== Direction 1 ==
Retype the Waterlox repair post between "## Charlie5791 (Feb" and "in that corner.", inclusive, without changing a word.
== Direction 2 ==
Write what comes next in the forum post about repairing a Waterlox finish, starting after its final sentence.

== Source passage ==
»»

# Waterlox "repair" - sharing my recent experience



## Charlie5791 (Feb 21, 2012)

When we redid our kitchen last year we included an island, 8 feet long and about 3 and a half feet wide made of walnut. I used Waterlox (original, not satin) as the finish.

Because of the layout, we had to trim off a corner. Think of going about a foot from the corner (down one side and across the end) and then cutting along the line. It's not quite a 45 degree angle and it has to match the way the cabinets are set up in that corner.

Anyways…. when I first cut the corner it was assuming the cabinets would be set a certain way. Installing the cabinets, it was necessary for me to shift one a few inches away from the corner. So the angle on the counter top didn't match. It's bee bugging me AND my wife, so as long as we were taking the island out to redo the FLOOR (don't get me started on that one) I figured now is a good time to recut the corner.

Island top out to the shop, corner cut, hand sanded the small radius on the edges and "new" corners. THEN it was time to see how Waterlox works in terms of repairability. Before any cutting was done I cleaned the top thoroughly to remove any traces of cooking oil or grease. Our cooktop is set into the island. I actually cleaned it with vinegar water, tehn wiped the entire top down with mineral spirits, and dried it with paper towels. I didn't let the MS sit on it. Just wiped it down good and then dried it off. The Waterlox came through all of this looking wonderful! MS is the solvent for Waterlox, but it stands up to it very well when the finish is a year old apparently.

The original finish was applied with a lambs wool pad as though I was doing a floor. Flood coat. It went on heavy. If you brush it on or wipe it on, it would take many coats to equal one coat applied with the lambs wool pad. For this repair to the end grain, I used a brush and applied the Waterlox as heavily as that brush would allow. I mean, brush held almost vertical, heavily loaded with finish, one swipe across the end grain and then clean up the drips with the brush and watch for any runs.

««

== Data lines ==
»»

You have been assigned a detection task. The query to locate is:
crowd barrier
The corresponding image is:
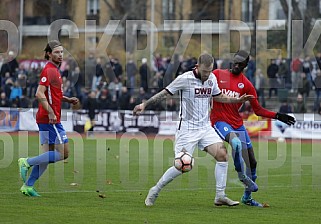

««

== Final answer 1 ==
## Charlie5791 (Feb 21, 2012)

When we redid our kitchen last year we included an island, 8 feet long and about 3 and a half feet wide made of walnut. I used Waterlox (original, not satin) as the finish.

Because of the layout, we had to trim off a corner. Think of going about a foot from the corner (down one side and across the end) and then cutting along the line. It's not quite a 45 degree angle and it has to match the way the cabinets are set up in that corner.

== Final answer 2 ==
You invariably get finish on the top of the counter top where you really don't need to apply more finish, but want to blend the old with the new. For the first few coats, I dried the brush some on a paper towel and then very lightly swept the end of the counter top TOWARD the wet finish to remove what appeared to be a small "ridge" of finish right at the radius on the top.

For the last coat I took a pad with waterlox on it and went almost a foot onto the top of the counter top and feathered the end (new finish) into the top (old finish). As I'm writing this, the "last coat" was done 3 hours ago. I just went out and checked it and there are absolutely no lap marks. The new finish *MAY* have an ever so slightly higher sheen, but the difference (if any really exists) is so small as to be invisible. I got down at every angle I could come up with looking at this and I can't find where the new finish ends and the old finish starts. And I just did it 3 hours ago so I have a real good idea where I would expect to see a difference. I had expected, going into this, that I would have to wipe the entire top to get an invisible repair. Right now it doesn't look like that's going to be necessary.

All in all I'm calling this a successful repair and moving on to other things. It will spend 24 hours curing in the shop and then get "babied" for another few days keeping any heavy grease or spills off it, but it may get reinstalled tomorrow night.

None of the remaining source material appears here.